* [PASSAGE FOR REVIEW]
·····
Competing interests The authors declare that they have no competing interests Additional Declarations: No competing interests reported.

Figures

Figure 1
Figure 1. Taxonomic turnover on individual teeth is higher in HUU as compared to HEU and HI children.
(a) Principal coordinate plot of individual teeth collected from visit one and visit three for each of the three HIV status groups. Lines connect plaque samples collected from the same tooth and same individual. Point shape indicates tooth health at the time of sampling. (b) Distribution of volatility scores for each of the three groups at visit one versus visit three. (c) Predictions plot of the microbial signature model generated using all teeth with more than one sampling point (visit one, two, and three). Correlation coefficient and p value calculated from all samples in the plot independent of HIV status. (d) The top three weighted taxa in the microbial signature model for high or low volatility for HI children (purple) and HUU children (blue). There were no significant taxa detected for HEU children.
Figure 2
Figure 2. High modularity of core association networks (CAN) associated with early and late-stage caries disease.
·····
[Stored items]
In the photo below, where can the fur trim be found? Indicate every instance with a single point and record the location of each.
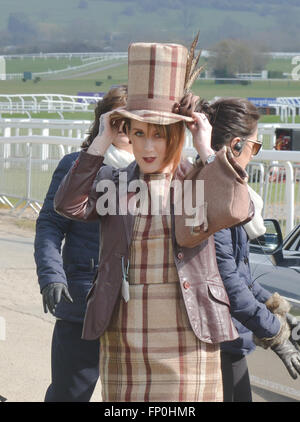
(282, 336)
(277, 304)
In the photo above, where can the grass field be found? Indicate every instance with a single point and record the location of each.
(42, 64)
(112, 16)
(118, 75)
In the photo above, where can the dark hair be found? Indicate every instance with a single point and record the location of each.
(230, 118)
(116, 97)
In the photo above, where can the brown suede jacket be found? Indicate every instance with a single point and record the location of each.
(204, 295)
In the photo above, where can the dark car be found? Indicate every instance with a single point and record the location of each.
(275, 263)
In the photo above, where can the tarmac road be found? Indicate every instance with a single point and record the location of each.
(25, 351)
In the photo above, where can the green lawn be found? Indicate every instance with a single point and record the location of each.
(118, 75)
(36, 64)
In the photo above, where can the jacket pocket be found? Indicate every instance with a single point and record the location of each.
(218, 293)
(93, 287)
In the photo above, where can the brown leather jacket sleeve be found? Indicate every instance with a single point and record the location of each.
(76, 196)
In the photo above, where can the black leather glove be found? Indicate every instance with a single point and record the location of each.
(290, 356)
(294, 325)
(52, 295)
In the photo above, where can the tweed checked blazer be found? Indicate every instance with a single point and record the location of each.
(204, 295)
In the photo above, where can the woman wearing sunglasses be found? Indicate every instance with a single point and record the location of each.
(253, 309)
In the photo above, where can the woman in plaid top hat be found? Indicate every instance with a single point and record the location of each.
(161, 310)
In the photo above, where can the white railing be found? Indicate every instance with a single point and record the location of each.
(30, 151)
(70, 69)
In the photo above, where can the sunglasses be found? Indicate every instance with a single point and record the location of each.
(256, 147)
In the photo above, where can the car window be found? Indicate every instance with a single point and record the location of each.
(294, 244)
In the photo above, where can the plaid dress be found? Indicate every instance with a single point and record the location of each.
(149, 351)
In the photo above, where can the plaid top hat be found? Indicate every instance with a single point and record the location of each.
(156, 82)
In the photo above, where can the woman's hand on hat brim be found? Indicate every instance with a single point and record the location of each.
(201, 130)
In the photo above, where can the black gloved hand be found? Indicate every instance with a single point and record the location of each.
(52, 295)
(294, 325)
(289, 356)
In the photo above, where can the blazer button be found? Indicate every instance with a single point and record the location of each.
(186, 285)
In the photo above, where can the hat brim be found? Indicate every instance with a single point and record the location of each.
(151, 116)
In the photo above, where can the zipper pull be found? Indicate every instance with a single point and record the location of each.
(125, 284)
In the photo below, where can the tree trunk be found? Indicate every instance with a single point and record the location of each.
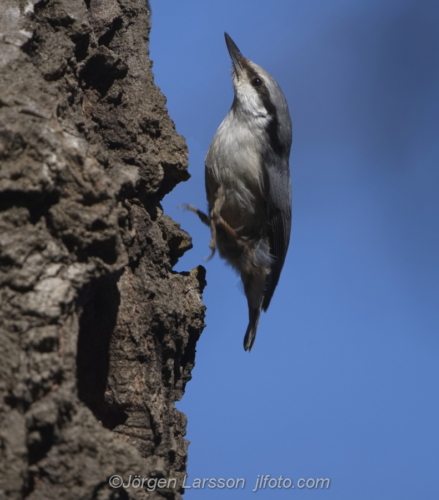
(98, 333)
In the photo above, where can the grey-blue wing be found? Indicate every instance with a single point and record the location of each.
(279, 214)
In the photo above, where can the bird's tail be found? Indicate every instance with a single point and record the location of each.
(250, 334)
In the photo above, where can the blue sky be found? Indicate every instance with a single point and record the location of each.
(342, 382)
·····
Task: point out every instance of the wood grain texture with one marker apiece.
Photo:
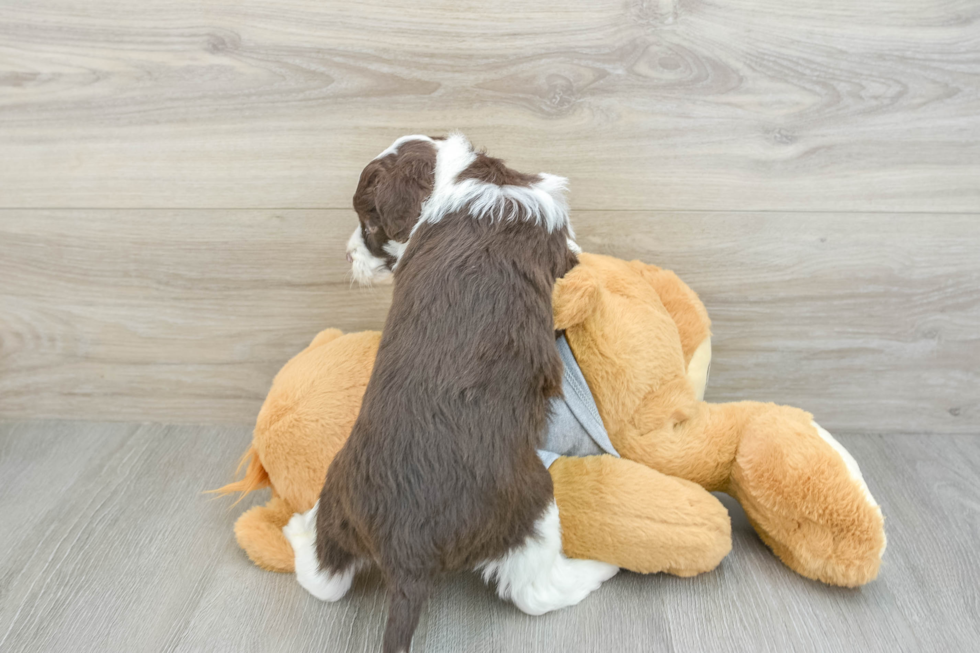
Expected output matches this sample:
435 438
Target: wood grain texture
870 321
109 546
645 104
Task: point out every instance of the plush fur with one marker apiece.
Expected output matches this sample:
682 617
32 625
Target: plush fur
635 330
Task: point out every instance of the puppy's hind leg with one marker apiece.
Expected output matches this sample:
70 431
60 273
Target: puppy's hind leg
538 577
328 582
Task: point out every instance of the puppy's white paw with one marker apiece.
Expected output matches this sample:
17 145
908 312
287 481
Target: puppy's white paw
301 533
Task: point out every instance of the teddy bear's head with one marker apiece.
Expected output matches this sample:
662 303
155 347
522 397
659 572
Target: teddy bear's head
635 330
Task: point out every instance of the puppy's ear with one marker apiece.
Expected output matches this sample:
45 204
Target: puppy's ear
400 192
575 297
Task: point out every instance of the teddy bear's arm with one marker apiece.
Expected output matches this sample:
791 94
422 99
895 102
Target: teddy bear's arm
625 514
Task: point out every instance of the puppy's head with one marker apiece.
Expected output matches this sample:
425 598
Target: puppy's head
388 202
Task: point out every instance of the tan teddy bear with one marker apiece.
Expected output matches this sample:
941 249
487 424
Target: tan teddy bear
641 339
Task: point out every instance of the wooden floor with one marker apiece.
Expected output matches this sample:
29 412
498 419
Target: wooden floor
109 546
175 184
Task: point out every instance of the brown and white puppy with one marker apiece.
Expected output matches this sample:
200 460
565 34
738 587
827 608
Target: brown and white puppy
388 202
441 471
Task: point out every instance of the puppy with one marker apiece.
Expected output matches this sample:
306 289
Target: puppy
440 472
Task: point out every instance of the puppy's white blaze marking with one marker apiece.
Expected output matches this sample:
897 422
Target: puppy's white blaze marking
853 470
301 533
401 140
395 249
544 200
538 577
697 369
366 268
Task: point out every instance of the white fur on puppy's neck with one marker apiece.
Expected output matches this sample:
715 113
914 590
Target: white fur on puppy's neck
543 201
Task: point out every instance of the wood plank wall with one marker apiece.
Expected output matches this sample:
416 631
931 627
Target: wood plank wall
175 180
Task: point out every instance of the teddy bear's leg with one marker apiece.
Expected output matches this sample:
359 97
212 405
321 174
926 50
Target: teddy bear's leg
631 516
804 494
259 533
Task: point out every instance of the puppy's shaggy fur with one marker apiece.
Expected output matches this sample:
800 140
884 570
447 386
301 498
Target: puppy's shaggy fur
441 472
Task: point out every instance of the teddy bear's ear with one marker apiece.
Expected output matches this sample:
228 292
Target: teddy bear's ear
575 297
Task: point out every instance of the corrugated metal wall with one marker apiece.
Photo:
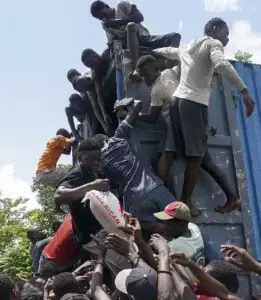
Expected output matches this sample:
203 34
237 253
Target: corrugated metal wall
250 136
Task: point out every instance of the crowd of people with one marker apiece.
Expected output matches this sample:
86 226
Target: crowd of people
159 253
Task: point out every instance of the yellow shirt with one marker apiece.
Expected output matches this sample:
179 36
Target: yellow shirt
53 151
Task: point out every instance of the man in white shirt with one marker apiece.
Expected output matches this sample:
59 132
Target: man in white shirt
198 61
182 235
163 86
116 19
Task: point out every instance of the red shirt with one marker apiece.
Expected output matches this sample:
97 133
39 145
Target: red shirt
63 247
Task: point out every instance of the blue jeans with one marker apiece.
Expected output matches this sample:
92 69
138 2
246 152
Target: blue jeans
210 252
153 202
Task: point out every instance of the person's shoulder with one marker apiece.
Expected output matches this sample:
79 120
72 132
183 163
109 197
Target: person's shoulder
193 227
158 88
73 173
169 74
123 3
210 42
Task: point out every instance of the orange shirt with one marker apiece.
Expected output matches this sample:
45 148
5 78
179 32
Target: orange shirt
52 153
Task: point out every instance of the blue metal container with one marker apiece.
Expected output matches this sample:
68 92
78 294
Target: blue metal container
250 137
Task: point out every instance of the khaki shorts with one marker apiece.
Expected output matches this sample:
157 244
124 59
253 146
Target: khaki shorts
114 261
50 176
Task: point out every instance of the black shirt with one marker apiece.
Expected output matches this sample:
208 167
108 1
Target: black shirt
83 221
·····
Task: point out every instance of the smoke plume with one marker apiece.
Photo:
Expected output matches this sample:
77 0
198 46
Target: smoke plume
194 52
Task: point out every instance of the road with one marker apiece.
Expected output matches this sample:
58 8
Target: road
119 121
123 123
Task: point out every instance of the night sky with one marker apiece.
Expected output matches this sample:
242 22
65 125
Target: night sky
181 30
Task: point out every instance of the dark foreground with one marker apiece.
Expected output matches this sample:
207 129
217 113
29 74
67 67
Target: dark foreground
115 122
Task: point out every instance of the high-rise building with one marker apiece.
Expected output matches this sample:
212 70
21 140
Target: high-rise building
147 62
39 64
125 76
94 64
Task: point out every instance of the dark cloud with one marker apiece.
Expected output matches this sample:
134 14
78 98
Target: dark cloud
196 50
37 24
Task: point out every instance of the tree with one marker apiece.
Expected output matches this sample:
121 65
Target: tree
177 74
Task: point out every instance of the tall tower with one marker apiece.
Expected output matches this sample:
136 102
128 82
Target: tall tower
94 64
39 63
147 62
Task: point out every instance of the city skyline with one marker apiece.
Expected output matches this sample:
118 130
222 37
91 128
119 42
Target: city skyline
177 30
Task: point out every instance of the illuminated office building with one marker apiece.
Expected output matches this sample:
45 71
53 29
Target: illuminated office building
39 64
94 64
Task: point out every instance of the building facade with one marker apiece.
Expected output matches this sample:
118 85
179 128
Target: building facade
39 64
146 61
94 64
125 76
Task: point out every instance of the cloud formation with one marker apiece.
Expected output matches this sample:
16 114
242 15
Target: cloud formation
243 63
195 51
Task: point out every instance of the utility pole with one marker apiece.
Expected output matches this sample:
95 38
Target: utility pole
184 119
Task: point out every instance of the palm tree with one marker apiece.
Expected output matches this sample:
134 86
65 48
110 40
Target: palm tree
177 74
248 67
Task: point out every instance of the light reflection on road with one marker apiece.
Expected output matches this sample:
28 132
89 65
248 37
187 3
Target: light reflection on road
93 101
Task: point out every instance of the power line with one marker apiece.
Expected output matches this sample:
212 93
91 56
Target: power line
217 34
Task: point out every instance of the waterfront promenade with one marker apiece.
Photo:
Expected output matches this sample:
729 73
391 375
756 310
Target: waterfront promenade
·····
* [EXERCISE 1] In two sentences, summarize the excerpt on dental plaque in children grouped by HIV status.
* [EXERCISE 2] Carry on the excerpt on dental plaque in children grouped by HIV status, picking up after its last line.
The stored items have no role here.

* [EXERCISE ANSWER 1] The authors report no competing interests, and Figure 1 shows that taxonomic turnover on individual teeth is higher in HUU children than in HEU and HI children, using a principal coordinate plot, volatility scores, a microbial signature model, and its top weighted taxa. Figure 2 is titled as showing high modularity of core association networks (CAN) associated with early and late-stage caries disease.

* [EXERCISE ANSWER 2]
(a) Global CAN generated by comparing all samples across all three visits. We identified six clusters of co-associated taxa with variable predicted functional outcomes. Cluster six includes taxa commonly associated with caries disease (red). Clusters defined by this global CAN network are used to color code HIV status group and individual tooth health networks (b & c). (b). CAN networks by individual tooth health. Healthy teeth (H) have a substantially more interconnected network with low modularity (Q). Both teeth with enamel lesions (E) and dentin cavities (D) have extremely sparse and poorly connected networks with high modularity. (c) CAN networks across all three visits grouped by HIV status. Modularity of each network denoted for each CAN network (Q). Polygons grouping clusters on each network are specific to that HIV status group CAN network. Colors represent cluster identity from global CAN (a). White nodes are nodes unique to that CAN.
Figure 3
Figure 3. Taxa indicative of the community composition before and after high S. mutans relative abundance on a single tooth.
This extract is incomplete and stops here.